For every line that contains the string "Task", pull that line out of the material below.

Records shown
[Start of Attachment]
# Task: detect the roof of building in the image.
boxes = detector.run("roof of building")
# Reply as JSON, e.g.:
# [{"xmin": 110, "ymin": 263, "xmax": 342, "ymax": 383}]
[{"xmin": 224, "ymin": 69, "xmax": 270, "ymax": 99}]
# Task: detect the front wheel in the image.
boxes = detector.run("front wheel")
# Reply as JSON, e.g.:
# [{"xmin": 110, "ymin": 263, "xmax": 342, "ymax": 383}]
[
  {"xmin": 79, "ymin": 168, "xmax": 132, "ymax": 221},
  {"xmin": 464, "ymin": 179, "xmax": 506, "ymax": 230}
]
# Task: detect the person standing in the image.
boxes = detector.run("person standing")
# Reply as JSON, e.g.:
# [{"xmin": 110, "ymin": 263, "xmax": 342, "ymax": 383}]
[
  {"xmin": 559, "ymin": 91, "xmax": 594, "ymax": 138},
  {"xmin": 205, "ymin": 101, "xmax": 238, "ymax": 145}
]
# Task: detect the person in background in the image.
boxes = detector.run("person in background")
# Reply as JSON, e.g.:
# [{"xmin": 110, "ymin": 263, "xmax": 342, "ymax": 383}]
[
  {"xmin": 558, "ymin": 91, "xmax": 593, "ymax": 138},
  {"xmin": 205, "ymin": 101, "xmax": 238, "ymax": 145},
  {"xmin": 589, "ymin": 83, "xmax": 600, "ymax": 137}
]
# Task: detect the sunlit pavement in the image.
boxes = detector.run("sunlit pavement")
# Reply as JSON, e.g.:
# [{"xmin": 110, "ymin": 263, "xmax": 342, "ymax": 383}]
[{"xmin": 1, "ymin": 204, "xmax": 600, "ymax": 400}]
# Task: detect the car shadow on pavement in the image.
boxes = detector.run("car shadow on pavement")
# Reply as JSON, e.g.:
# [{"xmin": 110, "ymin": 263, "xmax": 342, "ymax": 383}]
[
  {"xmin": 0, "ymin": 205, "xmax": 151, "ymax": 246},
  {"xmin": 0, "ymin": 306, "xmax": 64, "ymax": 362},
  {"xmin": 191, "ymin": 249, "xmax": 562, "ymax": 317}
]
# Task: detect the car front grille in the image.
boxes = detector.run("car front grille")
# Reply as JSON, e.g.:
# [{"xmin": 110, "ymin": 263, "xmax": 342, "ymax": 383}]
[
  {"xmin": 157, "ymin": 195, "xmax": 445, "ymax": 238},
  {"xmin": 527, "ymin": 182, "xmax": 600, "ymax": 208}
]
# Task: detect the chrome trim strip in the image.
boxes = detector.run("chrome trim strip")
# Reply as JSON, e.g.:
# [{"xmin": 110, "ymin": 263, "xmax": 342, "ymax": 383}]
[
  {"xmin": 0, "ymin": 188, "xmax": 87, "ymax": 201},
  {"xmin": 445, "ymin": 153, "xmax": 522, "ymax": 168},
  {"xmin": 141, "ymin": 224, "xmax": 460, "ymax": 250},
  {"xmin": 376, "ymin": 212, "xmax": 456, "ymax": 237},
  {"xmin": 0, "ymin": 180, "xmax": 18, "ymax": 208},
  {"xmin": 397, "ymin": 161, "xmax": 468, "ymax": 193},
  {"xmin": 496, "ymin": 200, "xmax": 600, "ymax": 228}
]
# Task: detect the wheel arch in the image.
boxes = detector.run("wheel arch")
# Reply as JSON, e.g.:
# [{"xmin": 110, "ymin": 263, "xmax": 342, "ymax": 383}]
[End of Attachment]
Output below
# Task: detect the roof of building in the image.
# Task: detect the front wheel in the image.
# Task: detect the person standing in the image.
# Task: detect the person in background in the image.
# Task: detect the sunlit pavement in the image.
# Task: detect the car shadow on pavement in the image.
# Task: detect the car front grille in the image.
# Task: detect the chrome trim strip in the image.
# Task: detect the wheel arch in the image.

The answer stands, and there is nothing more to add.